Records from a point annotation dataset:
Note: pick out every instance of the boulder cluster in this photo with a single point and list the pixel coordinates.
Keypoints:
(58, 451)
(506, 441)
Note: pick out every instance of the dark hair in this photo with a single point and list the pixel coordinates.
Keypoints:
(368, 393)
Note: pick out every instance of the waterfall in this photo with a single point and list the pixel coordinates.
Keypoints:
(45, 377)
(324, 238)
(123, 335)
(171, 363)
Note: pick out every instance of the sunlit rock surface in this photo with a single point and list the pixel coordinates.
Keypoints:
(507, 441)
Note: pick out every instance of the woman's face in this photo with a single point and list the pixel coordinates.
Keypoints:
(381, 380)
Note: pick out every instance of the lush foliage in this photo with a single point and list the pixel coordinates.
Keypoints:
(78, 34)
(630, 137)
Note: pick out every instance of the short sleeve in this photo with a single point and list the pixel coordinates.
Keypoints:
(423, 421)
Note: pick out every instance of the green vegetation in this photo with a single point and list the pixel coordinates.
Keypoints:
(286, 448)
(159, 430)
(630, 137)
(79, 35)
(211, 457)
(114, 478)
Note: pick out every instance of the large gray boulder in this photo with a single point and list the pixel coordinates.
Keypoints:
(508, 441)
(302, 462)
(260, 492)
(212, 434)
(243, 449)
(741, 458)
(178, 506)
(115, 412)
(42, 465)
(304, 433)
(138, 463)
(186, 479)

## Set task
Reproduce all of the material above verbatim, line for line.

## Exercise result
Note: pick out every instance of the boulder cluster in this photo with a single point and list the pixel coordinates.
Keypoints:
(58, 451)
(506, 441)
Note: pick out every instance of the dark hair in this photo with a single point and list the pixel coordinates.
Keypoints:
(368, 393)
Note: pick out every instance of the waterfall in this photo with a single point and list the pixel coordinates.
Keypoints:
(45, 377)
(324, 238)
(123, 335)
(171, 363)
Note: pick out every instance of the sunlit rock surface in this photo with a single point and list the pixel coordinates.
Keypoints:
(507, 441)
Note: pick out every instance of the woman's face in this photo with a single point and list the pixel coordinates.
Keypoints:
(381, 380)
Note: pick out every instance of the lush foliage in this photo with a single point and list the pixel coordinates.
Keypoints:
(78, 34)
(630, 137)
Note: pick out every instance of the short sleeve in this photo with a single point and list the pixel coordinates.
Keypoints:
(423, 421)
Note: pick out every instance of the green vegetation in this photo with a single point and list the pixel coordinates.
Keypoints:
(286, 448)
(159, 430)
(630, 137)
(79, 35)
(211, 457)
(114, 478)
Note: pick out every instance of the large gray boulder in this photo with a single point and list the pixel coordinates.
Keypoints:
(508, 441)
(302, 462)
(260, 492)
(212, 434)
(243, 449)
(741, 458)
(178, 506)
(115, 412)
(42, 465)
(304, 433)
(138, 463)
(186, 479)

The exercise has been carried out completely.